Texte du document:
========================================

Premièrement, la solution satellitaire devra être prise en compte par le plan France très haut débit dans des conditions optimisées , afin de réduire le frein que peut constituer la somme restant à la charge de l'abonné dans l'acquisition et/ou l'installation du kit satellitaire. Le plafond de la subvention étatique à l'installation d'un kit pourrait être relevé. À tout le moins, les conditions de prise en charge par les collectivités territoriales devraient être harmonisées sur les territoires concernés par l'offre satellitaire, afin de faciliter la lisibilité de la politique publique et l'attractivité de l'offre satellitaire. Il conviendrait, dans ce cadre, de favoriser une prise en charge a priori plutôt qu'un remboursement a posteriori par la collectivité.

Deuxièmement, une meilleure information des collectivités locales et des utilisateurs est nécessaire pour en favoriser la commercialisation . Les collectivités locales ont été désignées par le plan France très haut débit comme décisionnaires sur les zones identifiées comme ne relevant pas de l'initiative privée du fait de leur rentabilité trop faible. Elles sont, en conséquence, amenées à financer des programmes de soutien au déploiement de solutions. Elles devraient donc être mieux informées, notamment par les opérateurs, sur l'ensemble des technologies disponibles, leurs modalités techniques, leurs avantages et inconvénients et leurs modalités de commercialisation. Une telle information devrait également être offerte à l'utilisateur final, afin qu'il puisse choisir en connaissance de cause. Enfin, les collectivités elles-mêmes devraient mieux coordonner la définition de leurs besoins et le choix des leviers à mobiliser pour y répondre. Il y a un véritable besoin de pédagogie sur les technologies alternatives.

Troisièmement, et corrélativement, une discussion doit avoir lieu avec les fournisseurs d'accès à internet sur les raisons de l'absence de commercialisation des offres satellitaires et sur les voies et moyens d'améliorer cette situation. De tels échanges devraient avoir lieu en France mais également dans les autres pays susceptibles d'être couverts par les satellites à produire.


* 65 Le 24 octobre dernier, lors d'une séance de questions orales au Sénat, le ministre de la cohésion des territoires Jacques Mézard a indiqué que « l'Agence du numérique a commencé un travail de diagnostic, département par département, pour identifier les foyers qui ne seront pas couverts par le haut débit à cette échéance (2020) - et pour lesquels le satellite sera une solution, pour le moment - je vous prie de m'excuser pour l'imprécision : le potentiel est évalué entre 500 000 et 800 000 foyers ».

========================================

Extrait de données:
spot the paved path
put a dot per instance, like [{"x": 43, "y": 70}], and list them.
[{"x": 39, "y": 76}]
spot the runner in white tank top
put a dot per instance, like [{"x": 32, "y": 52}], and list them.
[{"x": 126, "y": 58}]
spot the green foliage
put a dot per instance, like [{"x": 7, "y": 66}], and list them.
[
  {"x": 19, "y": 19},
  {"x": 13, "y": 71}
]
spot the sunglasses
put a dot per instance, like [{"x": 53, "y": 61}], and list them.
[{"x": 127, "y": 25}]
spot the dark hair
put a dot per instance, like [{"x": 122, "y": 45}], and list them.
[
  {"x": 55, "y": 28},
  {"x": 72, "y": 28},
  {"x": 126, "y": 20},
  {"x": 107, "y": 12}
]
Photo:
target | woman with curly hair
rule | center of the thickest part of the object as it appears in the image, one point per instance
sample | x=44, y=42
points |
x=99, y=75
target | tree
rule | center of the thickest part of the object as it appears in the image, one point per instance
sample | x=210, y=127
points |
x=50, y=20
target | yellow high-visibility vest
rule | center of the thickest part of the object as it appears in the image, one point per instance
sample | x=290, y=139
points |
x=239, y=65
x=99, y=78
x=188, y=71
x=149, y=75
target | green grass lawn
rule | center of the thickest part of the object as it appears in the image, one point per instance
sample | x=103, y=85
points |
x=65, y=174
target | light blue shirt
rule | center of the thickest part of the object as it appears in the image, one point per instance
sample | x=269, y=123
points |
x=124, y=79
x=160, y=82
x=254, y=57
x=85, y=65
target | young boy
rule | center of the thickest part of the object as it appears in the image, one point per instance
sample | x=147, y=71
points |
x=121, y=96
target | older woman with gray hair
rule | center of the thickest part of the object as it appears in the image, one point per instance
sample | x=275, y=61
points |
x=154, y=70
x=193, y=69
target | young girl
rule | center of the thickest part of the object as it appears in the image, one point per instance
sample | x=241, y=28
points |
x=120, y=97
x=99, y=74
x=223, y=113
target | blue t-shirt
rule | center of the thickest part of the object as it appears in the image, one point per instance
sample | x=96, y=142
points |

========================================

Consigne 1:
Reproduisez à l'identique le passage du texte sur l'offre satellitaire qui débute par les mots « Troisièmement, et corrélativement, une » et s'achève par « satellites à produire. ».
Consigne 2:
Pour chacune des affirmations ci-dessous, indiquez par oui ou par non si elle concorde avec le texte sur l'offre satellitaire, en citant mot pour mot le passage qui tranche.
(a) Le texte recommande de privilégier un remboursement a posteriori par la collectivité.
(b) Les échanges avec les fournisseurs d'accès à internet devraient se tenir uniquement en France.
(c) Le nombre de foyers pour lesquels le satellite serait une solution est estimé entre 500 000 et 800 000.
Les données n'ont aucun rapport avec le texte.

Solution 1:
Troisièmement, et corrélativement, une discussion doit avoir lieu avec les fournisseurs d'accès à internet sur les raisons de l'absence de commercialisation des offres satellitaires et sur les voies et moyens d'améliorer cette situation. De tels échanges devraient avoir lieu en France mais également dans les autres pays susceptibles d'être couverts par les satellites à produire.

Solution 2:
(a) Non : « de favoriser une prise en charge a priori plutôt qu'un remboursement a posteriori par la collectivité ».
(b) Non : « De tels échanges devraient avoir lieu en France mais également dans les autres pays susceptibles d'être couverts par les satellites à produire ».
(c) Oui : « le potentiel est évalué entre 500 000 et 800 000 foyers ».